## PAGE TEXT
Notes for week of 15 January, 2024

⤳ Little bit late this week, but I ‘m still here. My excuse is that is simply that last week was pretty busy; at least for mid-January.

⤳ On Tuesday Nina and I went to see Alan Cumming do his one man show in the West End. We both gave each other an uncomfortable look when he started singing, but the chat in between was good value. It all just felt a little bit safe and ‘ITV’ if you know what I mean?

⤳ In the middle of the week I took myself to the Picturehouse in Dulwich to watch Poor Things. Everyone I know who’d seen it absolutely raved about it, so I thought I should see it in the cinema (also, I just enjoy going to the cinema in the afternoon, on my own - it’s the best). It’s a great film, so funny and beautiful and smart. With any luck it will trounce Oppenheimer at the Oscars.

⤳ Which reminds me… I’ve updated my Media Diet to include all the films, TV and books I’ve consumed recently. Doppelganger by Naomi Klein was excellent and I’m now reading The Strange by Nathan Ballingrud which is also really good (thanks to John for the recommendation).

⤳ On Thursday it was the Brink kind-of-Christmas party, which involved a daytime walk in the winter sun through Victoria Park, a pub lunch in front of the fire, and then cocktails and dancing in Hackney. Great fun with a lovely bunch of people.

## BRIEF 1
List every film and book title mentioned in the weekly notes.
## BRIEF 2
From the weekly notes, reproduce word for word the passage that begins with the words containing "Notes for week" and ends with "least for mid-January.".

## SUPPLIED DATA
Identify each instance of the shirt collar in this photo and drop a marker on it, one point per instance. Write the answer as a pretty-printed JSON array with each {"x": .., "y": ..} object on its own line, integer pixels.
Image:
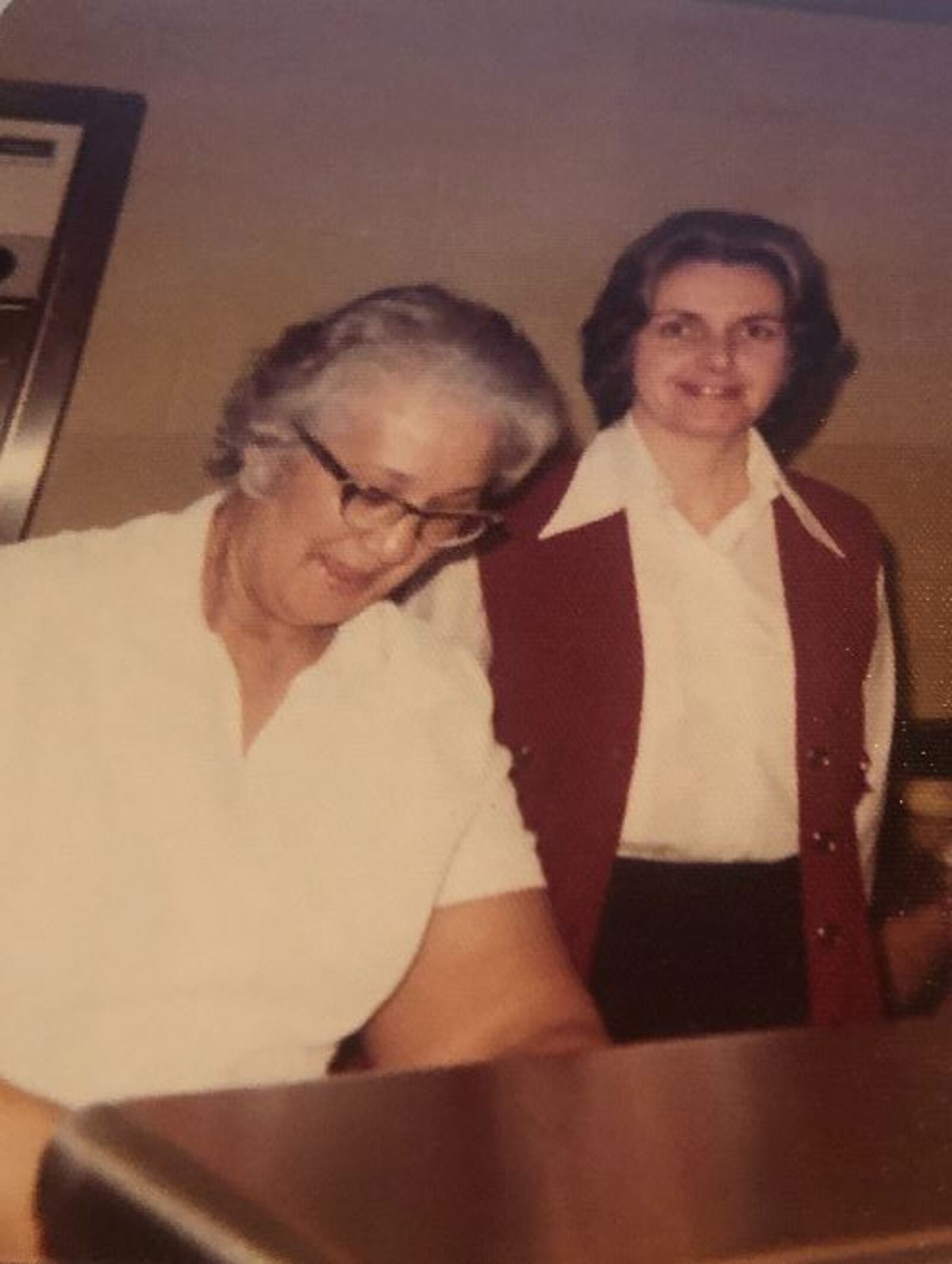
[{"x": 617, "y": 471}]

## WRITTEN RESPONSE 1
Poor Things
Oppenheimer
Doppelganger
The Strange

## WRITTEN RESPONSE 2
Notes for week of 15 January, 2024

⤳ Little bit late this week, but I ‘m still here. My excuse is that is simply that last week was pretty busy; at least for mid-January.